Source passage:
◇ ◇ ◇

This 3-level model allows for fine-grained control of caching mechanism.

## Third-Party Custom Classes

Now, suppose you are using a third-party library. It is written by someone else,
you have no way to force them to implement **fingerprint_repr()** and **slim_repr()** methods in their classes.

        class InternationalAddress:
            street_address: str
            city: str
            province: str
            postal_code: int
            country: str

Still, your function uses these classes and you need to cache the function. What to do?

The easiest way is to implement custom representation handlers and pass them to PickleCache constructor.
These are two fucntions which take any object, and return either None or a string.
They return None if they do not know how to build slim/fingerprint string for an object.
And they return a string with slim/fingerprint representation when they know how to create such a string.

Below is an example.

In [14]:
############## Third-Party Code, You Can Not Modify It ############################

class InternationalAddress:
    street_address: str
    city: str
    province: str
    postal_code: int
    country: str

    def __init__(self
            , street_address: str
            , city: str
            , postal_code: int
            , province: str
            , country:str) -> None:
        self.street_address = street_address
        self.city = city
        self.postal_code = postal_code
        self.province = province
        self.country = country

############## Your Code, You Write It ############################

def my_slim_repr_handler(an_object:Any,_:SlimReprBuilder) -> Optional[str]:
    if type(an_object) == InternationalAddress:
        slim_str = "IntAddr_" + an_object.country[:3].upper()
        return slim_str
    else:
        return None

def my_fingerprint_repr_handler(an_object:Any,_:FingerprintReprBuilder) -> Optional[str]:
    if type(an_object) == InternationalAddress:
        fingerprint_str = type(an_object).__name__
        fingerprint_str += an_object.street_address
        fingerprint_str += an_object.city
        fingerprint_str += an_object.province
        fingerprint_str += str(an_object.postal_code)
        fingerprint_str += an_object.country
        return fingerprint_str
    else:
        return None

my_custom_cache_obj = PickleCache(
    cache_dir = "./pickle_cache_files"

◇ ◇ ◇

Activity list:
(1) Reproduce the section of the caching-handlers text starting at "Now, suppose you" and ending at "What to do?", word for word.
(2) Write the next part of the caching-handlers text, picking up right after its last line.
The data after this point has no connection to the caching-handlers text.

Data below:

◇ ◇ ◇

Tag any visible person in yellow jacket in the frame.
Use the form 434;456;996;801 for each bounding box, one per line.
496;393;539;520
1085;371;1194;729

◇ ◇ ◇

Responses to the tasks:
(1)
Now, suppose you are using a third-party library. It is written by someone else,
you have no way to force them to implement **fingerprint_repr()** and **slim_repr()** methods in their classes.

        class InternationalAddress:
            street_address: str
            city: str
            province: str
            postal_code: int
            country: str

Still, your function uses these classes and you need to cache the function. What to do?

(2)
    , custom_slim_repr_handler = my_slim_repr_handler
    , custom_fingerprint_repr_handler = my_fingerprint_repr_handler
    )

@my_custom_cache_obj
def slowly_check_if_Canada(an_address:InternationalAddress) -> bool:
    state_name = an_address.country.upper()
    time.sleep(3)
    if state_name == "CANADA":
        return True
    else:
        return False

an_address = InternationalAddress("1024 Lytton Ave", "Palo Alto", 94301, "California","USA")

slowly_check_if_Canada(an_address)

False

In [15]:
slowly_check_if_Canada(an_address)

False

Please, inspect the logging outputs from the two cells above to better understand what happened.
Pay attention to the name of the cache file.

## Next Steps

Congratulations! You are now well equipped to speed up your .csv file-loading ans subsequent feature engineering code using Pythagoras PickleCache.

In these 2 tutorials you have learned: 
* how to use PickleCache with popular datatypes (such as floats, lists, and Pandas DataFrames);
* how to write your own classes compatible with PickleCache;
* how to make PickleCache work with thirt-party classes.

In the late 1880th, psychologist Hermann Ebbinghaus discovered what he called "the forgetting curve": roughly 56% of new information is forgotten in one hour, 66% after a day, and 75% after six days. Most probably, you will forget about PickleCache in a week. 

But there is a simple strategy to fight this fenomena: practice. Please, ***SPEND ANOTHER HOUR TODAY PRACTICING USING PYTHAGORAS PICKLECACHE IN ONE OF YOUR REAL-LIFE PROJECTS***. It will imporve project performance as well as will help you remember how to use PickleCache.